═══ Text

Jan> (b) .gdb_index will have limited scope, only to select which
Jan> objfiles to expand, no longer to select which CUs to expand.

I suspect we are going to need a better approach here anyway.
I sometimes hear about programs with more than 800 shared libraries.
If you assume separate debuginfo this means 1600 objfiles.
I think this will just crush most of the existing algorithms in gdb.

Jan> (c) Partial CU expansion Tom Tromey talks about is a must in such case.

I realized I never wrote up how this could work.  The below is sort of a
sketch that devolves into random thoughts.

I have been thinking about it since we discussed it and I think it has a
potentially severe problem.


The basic idea is simple: right now we have two DWARF readers in
dwarf2read.c, the psymtab reader and the full symbol reader.

Right now when we find a psymbol, we expand the whole CU to full
symbols.  This normally isn't too bad -- but there are some CUs out
there in practice that are quite large, and the delay reading them is
noticeable.

So, what if we unified the two readers -- eliminating one source of bugs
-- and also changed CU expansion to be DIE-based.  That is, in symtab.c,
before returning a symbol from a symtab, we would call some back-end
function to expand the symbol.  The DWARF reader would then just read
the DIEs needed to instantiate that one particular symbol plus whatever
dependencies (types usually) it has.

Ok, that sounds good, but there is a problem: struct symbol is really
big, much bigger than a psymbol.  We could just read psymbol-like
structs on our first pass, but we need somewhere to store the DIE offset
for efficient expansion.

We can solve that by updating and applying an old patch that shrinks
psymbol.  Then we can use the saved space to store the DIE -- so this
change can be space-neutral.

══════
═══ Data provided

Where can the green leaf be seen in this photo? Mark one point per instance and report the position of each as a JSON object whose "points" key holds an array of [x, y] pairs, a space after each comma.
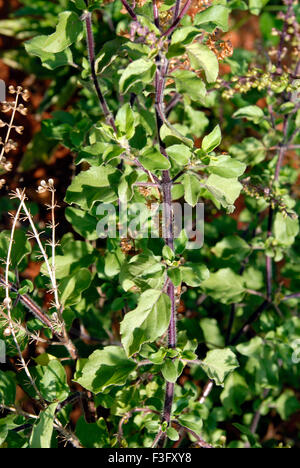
{"points": [[138, 73], [125, 121], [224, 286], [82, 222], [48, 59], [147, 322], [7, 388], [92, 435], [106, 368], [184, 35], [43, 429], [188, 83], [191, 421], [153, 160], [211, 331], [254, 113], [285, 229], [91, 186], [172, 434], [192, 189], [235, 393], [255, 6], [231, 247], [227, 167], [216, 14], [211, 141], [287, 404], [67, 31], [202, 57], [226, 191], [52, 381], [180, 154], [250, 436], [70, 288], [250, 151], [219, 363], [194, 274]]}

══════

Answer these questions from the text on gdb's DWARF readers:
1. How many objfiles does the text say a program with more than 800 shared libraries would mean, assuming separate debuginfo?
2. Which two DWARF readers does the text say are currently in dwarf2read.c?
3. What step would make the proposed change space-neutral?

1. 1600 objfiles.
2. The psymtab reader and the full symbol reader.
3. Updating and applying an old patch that shrinks psymbol, then using the saved space to store the DIE.